Output, please, every line from the line that holds "query | grass field" to the end, exactly as written.

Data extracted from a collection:
+-------+

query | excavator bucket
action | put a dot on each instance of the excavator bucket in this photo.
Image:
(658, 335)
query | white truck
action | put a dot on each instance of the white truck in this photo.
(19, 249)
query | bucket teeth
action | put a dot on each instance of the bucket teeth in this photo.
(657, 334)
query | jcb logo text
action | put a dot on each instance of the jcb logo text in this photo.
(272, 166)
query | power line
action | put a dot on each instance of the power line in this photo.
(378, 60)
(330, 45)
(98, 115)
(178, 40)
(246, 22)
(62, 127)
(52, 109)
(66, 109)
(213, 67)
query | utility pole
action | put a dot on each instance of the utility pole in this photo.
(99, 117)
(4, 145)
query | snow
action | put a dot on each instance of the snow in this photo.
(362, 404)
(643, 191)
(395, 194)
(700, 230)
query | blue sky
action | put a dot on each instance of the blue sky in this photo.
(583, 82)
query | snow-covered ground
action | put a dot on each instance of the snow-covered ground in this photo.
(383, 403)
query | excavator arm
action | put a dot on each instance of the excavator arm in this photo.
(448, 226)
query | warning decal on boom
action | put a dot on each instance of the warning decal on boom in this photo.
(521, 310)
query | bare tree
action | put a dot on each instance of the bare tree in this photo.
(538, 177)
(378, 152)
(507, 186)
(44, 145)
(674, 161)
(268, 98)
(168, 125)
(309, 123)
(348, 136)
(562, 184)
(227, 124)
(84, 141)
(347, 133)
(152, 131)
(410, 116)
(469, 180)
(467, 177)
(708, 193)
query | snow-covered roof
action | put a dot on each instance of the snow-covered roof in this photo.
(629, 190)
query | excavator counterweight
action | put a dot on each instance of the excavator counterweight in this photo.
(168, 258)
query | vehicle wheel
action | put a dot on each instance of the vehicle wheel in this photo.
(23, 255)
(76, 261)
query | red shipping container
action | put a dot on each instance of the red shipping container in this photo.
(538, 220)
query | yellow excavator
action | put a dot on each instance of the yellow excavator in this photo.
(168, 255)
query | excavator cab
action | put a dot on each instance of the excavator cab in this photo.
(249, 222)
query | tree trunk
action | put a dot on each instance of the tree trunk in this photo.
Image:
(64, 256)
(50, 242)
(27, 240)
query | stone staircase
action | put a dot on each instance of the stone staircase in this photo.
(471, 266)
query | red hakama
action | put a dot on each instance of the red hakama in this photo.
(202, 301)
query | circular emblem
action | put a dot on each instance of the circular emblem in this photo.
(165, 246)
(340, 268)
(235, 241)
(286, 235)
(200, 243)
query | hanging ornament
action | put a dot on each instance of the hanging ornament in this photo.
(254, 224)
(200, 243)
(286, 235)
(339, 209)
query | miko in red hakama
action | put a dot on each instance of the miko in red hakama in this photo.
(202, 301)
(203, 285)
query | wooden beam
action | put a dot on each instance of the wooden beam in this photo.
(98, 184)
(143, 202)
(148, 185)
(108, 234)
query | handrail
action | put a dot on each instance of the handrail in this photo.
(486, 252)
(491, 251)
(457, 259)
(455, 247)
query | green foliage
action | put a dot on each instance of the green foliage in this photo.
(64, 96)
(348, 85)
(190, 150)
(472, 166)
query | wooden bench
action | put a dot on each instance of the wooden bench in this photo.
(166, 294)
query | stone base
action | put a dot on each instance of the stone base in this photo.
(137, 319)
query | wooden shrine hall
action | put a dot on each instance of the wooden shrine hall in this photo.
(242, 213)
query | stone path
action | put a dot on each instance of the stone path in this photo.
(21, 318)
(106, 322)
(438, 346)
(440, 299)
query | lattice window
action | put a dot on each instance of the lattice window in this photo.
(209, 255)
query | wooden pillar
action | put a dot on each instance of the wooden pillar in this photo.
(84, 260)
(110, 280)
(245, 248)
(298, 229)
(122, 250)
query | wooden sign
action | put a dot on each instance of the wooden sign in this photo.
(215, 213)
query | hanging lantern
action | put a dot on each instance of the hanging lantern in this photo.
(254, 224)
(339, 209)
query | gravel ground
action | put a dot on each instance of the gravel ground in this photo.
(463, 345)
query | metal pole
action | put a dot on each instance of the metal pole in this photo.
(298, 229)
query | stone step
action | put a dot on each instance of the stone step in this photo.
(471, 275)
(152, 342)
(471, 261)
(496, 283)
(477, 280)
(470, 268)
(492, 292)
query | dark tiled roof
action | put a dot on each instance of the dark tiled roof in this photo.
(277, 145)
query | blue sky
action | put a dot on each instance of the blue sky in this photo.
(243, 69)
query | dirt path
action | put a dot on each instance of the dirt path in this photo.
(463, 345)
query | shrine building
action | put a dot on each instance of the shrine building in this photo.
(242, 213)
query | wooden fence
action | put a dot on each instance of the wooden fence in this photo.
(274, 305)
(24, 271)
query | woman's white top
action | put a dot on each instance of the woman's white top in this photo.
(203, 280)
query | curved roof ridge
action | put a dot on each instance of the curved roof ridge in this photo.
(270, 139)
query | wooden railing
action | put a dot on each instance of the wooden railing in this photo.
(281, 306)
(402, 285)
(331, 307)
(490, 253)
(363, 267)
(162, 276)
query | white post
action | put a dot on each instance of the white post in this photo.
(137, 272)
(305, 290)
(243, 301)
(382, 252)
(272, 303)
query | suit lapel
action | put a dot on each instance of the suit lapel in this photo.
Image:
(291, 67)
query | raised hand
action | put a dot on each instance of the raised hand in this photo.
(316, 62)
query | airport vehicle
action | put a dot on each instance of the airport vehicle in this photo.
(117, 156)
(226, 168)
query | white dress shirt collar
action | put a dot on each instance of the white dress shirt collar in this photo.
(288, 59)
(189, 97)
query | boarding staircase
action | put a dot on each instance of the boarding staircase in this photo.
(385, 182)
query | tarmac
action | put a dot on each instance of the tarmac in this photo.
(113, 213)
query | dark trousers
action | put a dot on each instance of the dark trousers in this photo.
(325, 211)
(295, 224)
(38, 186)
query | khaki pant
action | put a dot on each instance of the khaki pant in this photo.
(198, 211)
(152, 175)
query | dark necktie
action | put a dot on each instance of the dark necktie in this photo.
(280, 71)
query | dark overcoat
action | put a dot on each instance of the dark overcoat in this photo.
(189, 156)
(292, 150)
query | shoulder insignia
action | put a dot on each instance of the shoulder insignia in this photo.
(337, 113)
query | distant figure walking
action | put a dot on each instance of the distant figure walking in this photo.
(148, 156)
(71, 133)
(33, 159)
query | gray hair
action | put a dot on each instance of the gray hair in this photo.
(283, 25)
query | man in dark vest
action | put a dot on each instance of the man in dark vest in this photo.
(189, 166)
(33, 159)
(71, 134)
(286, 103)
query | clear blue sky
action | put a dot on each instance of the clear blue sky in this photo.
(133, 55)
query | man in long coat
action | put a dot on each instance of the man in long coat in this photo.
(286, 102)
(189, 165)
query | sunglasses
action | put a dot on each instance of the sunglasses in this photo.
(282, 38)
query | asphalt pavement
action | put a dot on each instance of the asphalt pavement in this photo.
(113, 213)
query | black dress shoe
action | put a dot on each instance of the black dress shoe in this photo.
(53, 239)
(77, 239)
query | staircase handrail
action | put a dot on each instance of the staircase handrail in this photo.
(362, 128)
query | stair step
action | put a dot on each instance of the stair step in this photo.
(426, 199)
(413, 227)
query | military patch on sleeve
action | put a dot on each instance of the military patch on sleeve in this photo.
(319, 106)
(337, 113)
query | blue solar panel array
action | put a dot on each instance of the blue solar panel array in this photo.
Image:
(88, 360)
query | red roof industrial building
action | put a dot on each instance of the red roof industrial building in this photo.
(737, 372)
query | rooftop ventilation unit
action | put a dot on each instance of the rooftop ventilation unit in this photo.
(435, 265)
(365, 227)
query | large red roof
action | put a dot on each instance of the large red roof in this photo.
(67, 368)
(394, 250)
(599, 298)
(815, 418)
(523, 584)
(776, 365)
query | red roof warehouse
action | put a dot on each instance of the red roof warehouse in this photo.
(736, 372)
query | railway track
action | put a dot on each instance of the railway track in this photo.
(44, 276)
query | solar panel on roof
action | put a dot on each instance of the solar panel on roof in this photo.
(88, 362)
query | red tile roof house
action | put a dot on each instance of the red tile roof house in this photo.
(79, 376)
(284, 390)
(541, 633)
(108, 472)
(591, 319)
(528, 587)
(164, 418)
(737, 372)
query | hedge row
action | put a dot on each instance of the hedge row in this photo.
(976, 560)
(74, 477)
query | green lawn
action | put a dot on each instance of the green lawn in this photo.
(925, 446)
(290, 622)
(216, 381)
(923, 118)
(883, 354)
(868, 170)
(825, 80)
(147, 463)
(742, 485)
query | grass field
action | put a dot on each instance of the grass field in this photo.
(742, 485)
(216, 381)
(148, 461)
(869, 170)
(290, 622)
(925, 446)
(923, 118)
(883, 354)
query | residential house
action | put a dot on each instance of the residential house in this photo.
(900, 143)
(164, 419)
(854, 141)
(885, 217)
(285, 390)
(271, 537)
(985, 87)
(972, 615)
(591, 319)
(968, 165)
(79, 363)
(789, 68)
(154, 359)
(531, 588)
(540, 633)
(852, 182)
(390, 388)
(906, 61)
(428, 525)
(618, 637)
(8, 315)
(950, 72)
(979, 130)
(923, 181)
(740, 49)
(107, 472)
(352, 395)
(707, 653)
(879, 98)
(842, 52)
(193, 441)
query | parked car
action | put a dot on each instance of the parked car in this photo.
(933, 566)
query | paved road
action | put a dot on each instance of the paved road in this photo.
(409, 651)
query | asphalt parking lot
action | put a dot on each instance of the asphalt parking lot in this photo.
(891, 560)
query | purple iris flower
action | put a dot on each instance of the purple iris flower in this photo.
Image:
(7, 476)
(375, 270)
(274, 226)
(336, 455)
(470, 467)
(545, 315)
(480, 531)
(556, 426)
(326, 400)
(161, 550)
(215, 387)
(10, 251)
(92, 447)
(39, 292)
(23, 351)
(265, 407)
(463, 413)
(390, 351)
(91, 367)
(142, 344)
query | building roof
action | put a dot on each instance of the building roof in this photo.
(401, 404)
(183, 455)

+-------+

» EXERCISE RESPONSE:
query | grass field
action | put a dot on each instance of the grass field in this photo.
(742, 485)
(216, 381)
(148, 461)
(869, 170)
(290, 622)
(925, 446)
(923, 118)
(883, 354)
query | residential house
action | put a dot on each instance of the residential house in this photo.
(900, 143)
(164, 419)
(854, 141)
(885, 217)
(285, 390)
(271, 537)
(985, 87)
(972, 615)
(591, 319)
(968, 165)
(79, 363)
(789, 68)
(154, 359)
(531, 588)
(540, 633)
(852, 182)
(390, 388)
(906, 61)
(428, 525)
(618, 637)
(8, 315)
(950, 72)
(979, 130)
(923, 181)
(740, 49)
(107, 472)
(352, 395)
(707, 653)
(879, 98)
(842, 52)
(193, 441)
query | parked car
action | put a dot on each instance of the parked car in this photo.
(933, 566)
query | paved road
action | put a dot on each instance of the paved road in this photo.
(409, 651)
query | asphalt parking lot
action | put a dot on each instance of the asphalt parking lot in this photo.
(891, 560)
query | purple iris flower
action | put a dot on each instance of the purple iris flower in this photo.
Image:
(7, 476)
(375, 270)
(274, 226)
(336, 455)
(470, 467)
(545, 315)
(480, 531)
(556, 426)
(326, 400)
(161, 550)
(215, 387)
(10, 251)
(92, 447)
(39, 292)
(23, 351)
(265, 407)
(463, 413)
(390, 351)
(91, 367)
(142, 344)
query | building roof
action | put a dot on each instance of the building roof in this photo.
(401, 404)
(183, 455)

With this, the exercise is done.